Your output is one number, the count of lines in the listing below that hold the word "field".
━━━━━ DATA FOR PROCESSING ━━━━━
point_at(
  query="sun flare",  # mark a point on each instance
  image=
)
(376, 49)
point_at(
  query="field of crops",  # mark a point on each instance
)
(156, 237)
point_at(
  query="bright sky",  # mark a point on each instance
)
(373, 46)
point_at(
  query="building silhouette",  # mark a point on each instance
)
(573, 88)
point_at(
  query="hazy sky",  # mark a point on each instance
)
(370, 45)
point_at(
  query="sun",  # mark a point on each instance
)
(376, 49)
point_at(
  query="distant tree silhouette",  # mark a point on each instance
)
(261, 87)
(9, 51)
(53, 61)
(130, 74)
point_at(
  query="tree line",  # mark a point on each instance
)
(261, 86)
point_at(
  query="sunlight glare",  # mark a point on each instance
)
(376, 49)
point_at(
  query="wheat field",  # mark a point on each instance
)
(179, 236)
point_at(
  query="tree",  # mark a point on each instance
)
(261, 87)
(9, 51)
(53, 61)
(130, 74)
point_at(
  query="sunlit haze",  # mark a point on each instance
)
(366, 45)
━━━━━
━━━━━ DATA FOR PROCESSING ━━━━━
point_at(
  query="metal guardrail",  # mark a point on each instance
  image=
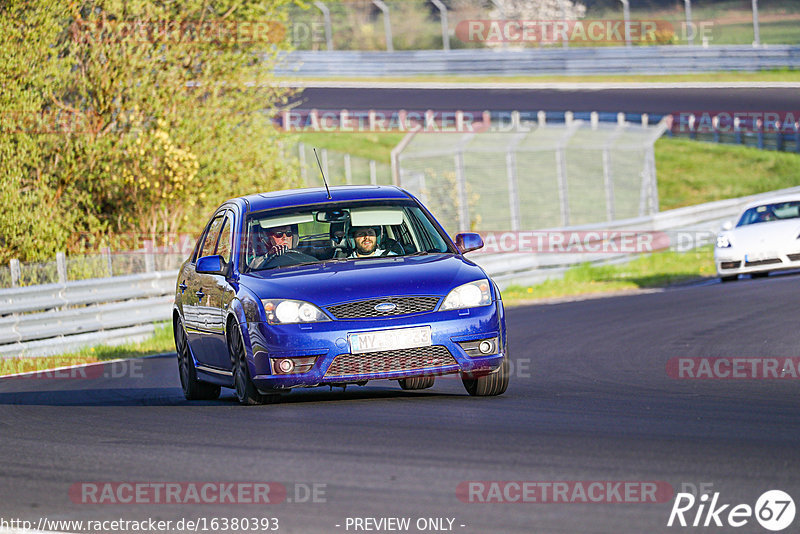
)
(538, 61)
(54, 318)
━━━━━
TASK RESULT.
2